CDC Viral Hepatitis Updates
Progress Toward Viral Hepatitis Elimination in the United States
The progress report shows how the nation is doing in reducing the burden of hepatitis A virus (HAV), hepatitis B virus (HBV), and hepatitis C virus (HCV) infections. The report provides information on progress in the implementation of recommended interventions and the impact these interventions are having on prevention of viral hepatitis transmission, disease, and associated mortality. Given a multitude of effective interventions, there is growing consensus that viral hepatitis can be eliminated as a public health threat in the United States, and while we have made some progress as a nation at reducing some of the burden of viral hepatitis, much work remains.
MMWR - Increased Risk for Mother-to-Infant Transmission of Hepatitis C Virus Among Medicaid Recipients ― Wisconsin, 2011–2015
Among Wisconsin Medicaid recipients, the rate of HCV infection during pregnancy is increasing. During 2011–2015, the proportion of women who had HCV infection before their date of delivery increased 93%, from 1 in 368 pregnancies to 1 in 192 pregnancies. Among the infants born to women who had evidence of HCV viremia during pregnancy, 34% received HCV testing per the recommendations and evidence of vertical transmission was documented in 4% of infants.
Outbreaks of hepatitis A in multiple states among people who are homeless and people who use drugs
Since March 2017, CDCs Division of Viral Hepatitis (DVH) has been assisting several state and local health departments with hepatitis A outbreaks that have occurred primarily among people who are homeless, people who use injection and non-injection drugs, and their close direct contacts.

________________________

▸ **Activities**
1. Name each hepatitis virus mentioned in the hepatitis updates, with its abbreviation.
2. Copy word for word everything in the hepatitis updates from "Outbreaks of hepatitis" down to "close direct contacts.".

▸ **Extracted entries**
________________________

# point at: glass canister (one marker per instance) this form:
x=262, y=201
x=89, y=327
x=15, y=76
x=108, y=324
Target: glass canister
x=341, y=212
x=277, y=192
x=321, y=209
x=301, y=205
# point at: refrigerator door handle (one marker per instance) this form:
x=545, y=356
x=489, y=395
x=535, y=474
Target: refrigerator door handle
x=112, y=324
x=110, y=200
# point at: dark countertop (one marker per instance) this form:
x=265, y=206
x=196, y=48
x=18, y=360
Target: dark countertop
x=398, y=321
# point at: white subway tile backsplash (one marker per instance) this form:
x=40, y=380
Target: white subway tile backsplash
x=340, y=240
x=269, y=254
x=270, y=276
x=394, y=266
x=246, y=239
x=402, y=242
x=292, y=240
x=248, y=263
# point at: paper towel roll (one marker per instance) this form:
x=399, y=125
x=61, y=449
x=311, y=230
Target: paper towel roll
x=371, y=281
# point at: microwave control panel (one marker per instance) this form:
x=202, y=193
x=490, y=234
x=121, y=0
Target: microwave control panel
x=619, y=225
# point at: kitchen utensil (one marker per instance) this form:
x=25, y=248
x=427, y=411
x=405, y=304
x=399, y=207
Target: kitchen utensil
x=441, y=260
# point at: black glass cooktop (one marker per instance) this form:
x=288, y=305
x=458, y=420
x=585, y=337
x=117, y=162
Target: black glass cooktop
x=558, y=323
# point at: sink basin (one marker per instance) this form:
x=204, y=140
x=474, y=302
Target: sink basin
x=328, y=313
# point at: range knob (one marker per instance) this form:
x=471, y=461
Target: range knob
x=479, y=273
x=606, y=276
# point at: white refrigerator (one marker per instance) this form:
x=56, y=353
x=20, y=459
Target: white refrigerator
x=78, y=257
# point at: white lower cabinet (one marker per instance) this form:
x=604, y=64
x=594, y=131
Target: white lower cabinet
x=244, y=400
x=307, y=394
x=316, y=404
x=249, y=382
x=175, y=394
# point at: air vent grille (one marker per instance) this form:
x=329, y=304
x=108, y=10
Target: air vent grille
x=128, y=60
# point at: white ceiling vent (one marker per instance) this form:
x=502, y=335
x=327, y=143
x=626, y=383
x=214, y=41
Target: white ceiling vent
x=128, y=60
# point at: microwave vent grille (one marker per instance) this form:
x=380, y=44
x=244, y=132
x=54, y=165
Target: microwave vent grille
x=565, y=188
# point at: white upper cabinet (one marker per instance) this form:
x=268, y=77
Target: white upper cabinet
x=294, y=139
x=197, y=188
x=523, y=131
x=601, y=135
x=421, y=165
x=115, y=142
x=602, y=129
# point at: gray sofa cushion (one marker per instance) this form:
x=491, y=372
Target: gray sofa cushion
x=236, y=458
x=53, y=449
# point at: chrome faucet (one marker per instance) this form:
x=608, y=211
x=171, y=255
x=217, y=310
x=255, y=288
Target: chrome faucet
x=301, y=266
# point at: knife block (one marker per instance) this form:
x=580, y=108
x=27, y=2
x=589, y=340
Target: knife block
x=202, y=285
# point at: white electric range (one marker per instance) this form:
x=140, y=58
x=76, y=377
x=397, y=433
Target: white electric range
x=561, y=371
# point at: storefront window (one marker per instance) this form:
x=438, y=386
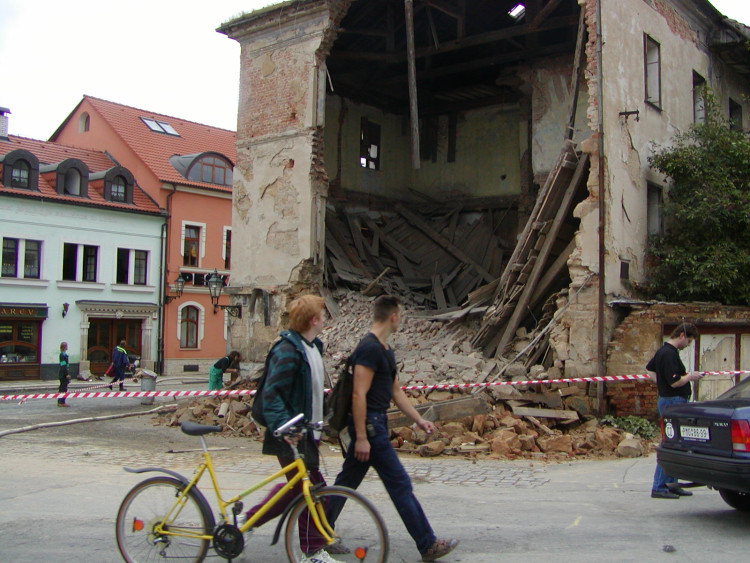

________________________

▸ **Your responses**
1.
- hepatitis A virus (HAV)
- hepatitis B virus (HBV)
- hepatitis C virus (HCV)

2.
Outbreaks of hepatitis A in multiple states among people who are homeless and people who use drugs
Since March 2017, CDCs Division of Viral Hepatitis (DVH) has been assisting several state and local health departments with hepatitis A outbreaks that have occurred primarily among people who are homeless, people who use injection and non-injection drugs, and their close direct contacts.